-- SOURCE PASSAGE --
☆ ☆ ☆ ☆ ☆ ☆ ☆

Editor’s Note: The following story has been updated to reflect that Susan Frontczak, who performed June 24 as physicist as Madam Marie Curie during the 2016 Ohio Chautauqua in Gallipolis City Park, was initially denied access to Curie’s archives by the Bibliothèque Nationale de France. In was, in fact, the assistance of the Institut Curie that was essential in helping Frontczak gain access to the archives and, thus, help her understand Curie in order to portray her on stage.
GALLIPOLIS — To some a software engineer and a living history scholar might not seem to have a lot in common.
One profession (software engineer) is typically thought to be left-brain dominant, therefore more logical, analytical and objective. A living history scholar might typically be considered right-brain dominant, or be more intuitive, thoughtful and subjective.
How can two seemingly opposite personalities work in one individual? According to Susan Marie Frontczak, quite well.
Frontczak, is touring this summer with Ohio Humanities Council’s Chautauqua series and spent last week in Gallipolis presenting two portrayals, “Frankenstein’ author Mary Shelley and physicist Marie Curie. She was not always a historic presenter and admits to having no formal theater or acting training. Her experience in the theater, though, is deep.
“I was in my first play at five years of age. By the time I was 8 to 10, my sisters and I had organized several neighborhood plays,” Frontczak said. “When I was 16, I wrote my first play and produced it as a one-act for my high school and local community theater.”
Despite those early interactions with acting and the theater, that’s not where the Michigan native decided to make a living.
Frontczak moved to Loveland, Colo., and began a career as a software engineer with Hewlett-Packard. During her time with HP, she never strayed too far away from the theater.
It was in Loveland where she helped form a community theater.
“I was involved in everything, directing, acting,” she said.

☆ ☆ ☆ ☆ ☆ ☆ ☆

-- ENTRIES SUPPLIED --
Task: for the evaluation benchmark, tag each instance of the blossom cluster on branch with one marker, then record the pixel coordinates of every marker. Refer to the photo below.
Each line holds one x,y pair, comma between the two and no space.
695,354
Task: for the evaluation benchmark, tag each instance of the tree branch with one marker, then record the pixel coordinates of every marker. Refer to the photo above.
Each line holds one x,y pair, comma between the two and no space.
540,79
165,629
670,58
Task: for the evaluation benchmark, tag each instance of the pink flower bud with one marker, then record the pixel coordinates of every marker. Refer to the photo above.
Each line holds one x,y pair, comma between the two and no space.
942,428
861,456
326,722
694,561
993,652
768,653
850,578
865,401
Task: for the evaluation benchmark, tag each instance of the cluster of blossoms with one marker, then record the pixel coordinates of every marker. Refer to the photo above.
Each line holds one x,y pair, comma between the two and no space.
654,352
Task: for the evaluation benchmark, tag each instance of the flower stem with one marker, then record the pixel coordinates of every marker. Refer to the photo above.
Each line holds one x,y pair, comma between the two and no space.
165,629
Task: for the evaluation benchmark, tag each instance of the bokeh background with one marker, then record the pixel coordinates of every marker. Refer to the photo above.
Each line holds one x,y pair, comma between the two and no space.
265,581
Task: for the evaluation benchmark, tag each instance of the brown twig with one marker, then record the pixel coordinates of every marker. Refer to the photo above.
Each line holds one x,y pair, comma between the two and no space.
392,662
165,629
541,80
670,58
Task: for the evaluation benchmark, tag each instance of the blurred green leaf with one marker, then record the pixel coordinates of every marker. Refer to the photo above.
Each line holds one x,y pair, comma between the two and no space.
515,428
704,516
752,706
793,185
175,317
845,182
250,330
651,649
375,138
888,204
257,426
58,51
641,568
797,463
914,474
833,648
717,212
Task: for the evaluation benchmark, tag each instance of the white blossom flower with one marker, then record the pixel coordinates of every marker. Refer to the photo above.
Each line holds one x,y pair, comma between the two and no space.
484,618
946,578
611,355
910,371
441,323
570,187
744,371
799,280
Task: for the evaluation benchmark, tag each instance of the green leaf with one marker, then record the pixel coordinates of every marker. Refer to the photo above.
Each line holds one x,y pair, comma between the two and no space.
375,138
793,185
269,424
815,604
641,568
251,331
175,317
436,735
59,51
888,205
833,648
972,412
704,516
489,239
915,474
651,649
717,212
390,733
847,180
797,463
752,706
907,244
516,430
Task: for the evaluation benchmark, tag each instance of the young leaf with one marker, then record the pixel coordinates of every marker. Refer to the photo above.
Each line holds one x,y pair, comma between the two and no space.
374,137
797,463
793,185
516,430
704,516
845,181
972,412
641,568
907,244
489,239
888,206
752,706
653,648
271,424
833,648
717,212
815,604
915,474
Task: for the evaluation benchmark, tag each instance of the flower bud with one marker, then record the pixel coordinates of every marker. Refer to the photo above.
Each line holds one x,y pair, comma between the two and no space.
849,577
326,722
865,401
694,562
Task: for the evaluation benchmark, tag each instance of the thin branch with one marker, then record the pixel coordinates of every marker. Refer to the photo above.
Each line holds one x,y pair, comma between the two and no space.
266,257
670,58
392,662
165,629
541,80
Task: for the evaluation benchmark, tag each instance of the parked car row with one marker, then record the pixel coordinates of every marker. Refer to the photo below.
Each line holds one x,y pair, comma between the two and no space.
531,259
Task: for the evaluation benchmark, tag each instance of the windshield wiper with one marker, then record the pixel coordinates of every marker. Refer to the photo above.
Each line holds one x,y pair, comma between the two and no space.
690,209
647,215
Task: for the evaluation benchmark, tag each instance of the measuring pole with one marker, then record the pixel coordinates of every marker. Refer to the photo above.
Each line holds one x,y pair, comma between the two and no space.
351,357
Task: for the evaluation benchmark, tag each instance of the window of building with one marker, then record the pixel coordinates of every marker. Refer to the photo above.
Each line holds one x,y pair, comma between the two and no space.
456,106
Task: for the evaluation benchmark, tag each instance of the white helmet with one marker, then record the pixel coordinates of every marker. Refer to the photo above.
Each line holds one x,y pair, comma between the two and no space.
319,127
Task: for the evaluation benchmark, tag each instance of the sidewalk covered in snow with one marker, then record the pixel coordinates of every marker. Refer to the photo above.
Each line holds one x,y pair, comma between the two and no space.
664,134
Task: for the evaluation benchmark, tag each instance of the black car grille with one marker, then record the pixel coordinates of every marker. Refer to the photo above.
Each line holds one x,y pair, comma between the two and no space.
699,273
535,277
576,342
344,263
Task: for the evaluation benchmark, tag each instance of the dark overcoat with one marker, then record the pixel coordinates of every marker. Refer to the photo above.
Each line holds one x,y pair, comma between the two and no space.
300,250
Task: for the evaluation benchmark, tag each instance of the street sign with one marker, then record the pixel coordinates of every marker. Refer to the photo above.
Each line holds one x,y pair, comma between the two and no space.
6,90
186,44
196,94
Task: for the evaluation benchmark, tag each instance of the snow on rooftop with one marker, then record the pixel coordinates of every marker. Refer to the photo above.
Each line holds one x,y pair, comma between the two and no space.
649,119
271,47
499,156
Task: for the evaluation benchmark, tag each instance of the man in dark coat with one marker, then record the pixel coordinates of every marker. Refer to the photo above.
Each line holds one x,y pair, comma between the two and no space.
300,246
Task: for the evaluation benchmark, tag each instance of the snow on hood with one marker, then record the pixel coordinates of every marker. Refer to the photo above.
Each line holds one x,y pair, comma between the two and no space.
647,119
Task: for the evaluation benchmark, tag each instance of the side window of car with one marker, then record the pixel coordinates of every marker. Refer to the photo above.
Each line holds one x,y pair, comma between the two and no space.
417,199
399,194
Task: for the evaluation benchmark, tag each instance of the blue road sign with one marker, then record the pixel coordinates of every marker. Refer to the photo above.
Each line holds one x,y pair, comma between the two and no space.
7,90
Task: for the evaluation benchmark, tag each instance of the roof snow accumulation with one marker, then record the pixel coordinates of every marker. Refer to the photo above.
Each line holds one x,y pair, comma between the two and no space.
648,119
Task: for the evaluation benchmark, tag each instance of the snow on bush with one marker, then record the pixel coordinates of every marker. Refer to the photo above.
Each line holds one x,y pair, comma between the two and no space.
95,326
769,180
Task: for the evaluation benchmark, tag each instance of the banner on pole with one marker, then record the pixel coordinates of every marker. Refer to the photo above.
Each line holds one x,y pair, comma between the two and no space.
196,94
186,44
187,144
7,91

☆ ☆ ☆ ☆ ☆ ☆ ☆

-- TO DO --
1. List every organization named in the article about Susan Frontczak.
2. Pick up the article about Susan Frontczak after its final sentence and write the next few paragraphs.

-- RESPONSES FOR EACH TASK --
1. Bibliothèque Nationale de France, Institut Curie, Ohio Humanities Council, Hewlett-Packard

2.
“People would ask me to tell a story,” she added. “After a while, they began paying me to tell them a story. My first year I made $300 from storytelling — and I filed a Schedule C.”
After 14 years with HP, Frontczak decided to try something different. She took a year-long leave of absence.
“People began coming up to me and saying one of two things: One, ‘You’re so brave’ and ‘Good luck,’” she said. “At the end of that year, I didn’t go back. So I tell everyone for the last 21 years I’ve been absent without leave.”
She admits to taking a roughly 80 percent cut in pay, but adds, “I wouldn’t change a thing.”
Frontczak has no formal training in either acting or history.
“I have to fess up. I thought history was boring,” she said.
It was from her storytelling that Frontczak began to engage her left brain. Describing herself as “insatiably curious,” she began to wonder about the “backstory” of some of those stories — the “Pied Piper” was one — she was relating. One early story is “Kentucky Belle,” a Civil War story written by Constance Fenimore Woolson, a story told in verse format.
The main character, a farmhouse wife, was from Kentucky but married a German immigrant and lived along the Tuscarawas River in Ohio.
“I fell in love with the story and decided to find out how likely it was for a Kentucky woman to marry a German immigrant and so I went to the library,” she added.
There she found out not only how likely it was, but that the story took place in the area where Confederate Gen. John Hunt Morgan conducted many of his raids.
“Morgan’s Raiders are all through the story,” she said. “It was like, ‘Uh, oh,’ I’m enjoying history,” Frontczak said.
It was sometime after that when Frontczak says, “Marie Curie just tapped me on the shoulder and said, ‘It’s time.’” And so her career as a historical scholar/presenter began.
Frontczak began researching Curie and putting her monologue together. It was initially about two hours long. She presented her show to the Rocky Mountain Story Telling Conference and was accepted in 1999 for a spring 2000 engagement.
But in December she had second thoughts.
“I called and told them I couldn’t do it. They said, ‘Sure you can’ and we finally agreed I would do it if we would call it a work in progress and that’s what we did,” she said. Her initial show did not contain any of the props those in attendance at last Friday night’s performance saw.
Her portrayal of Madam Curie is an example of how Frontczak’s renewed interest in history and her background in research come together.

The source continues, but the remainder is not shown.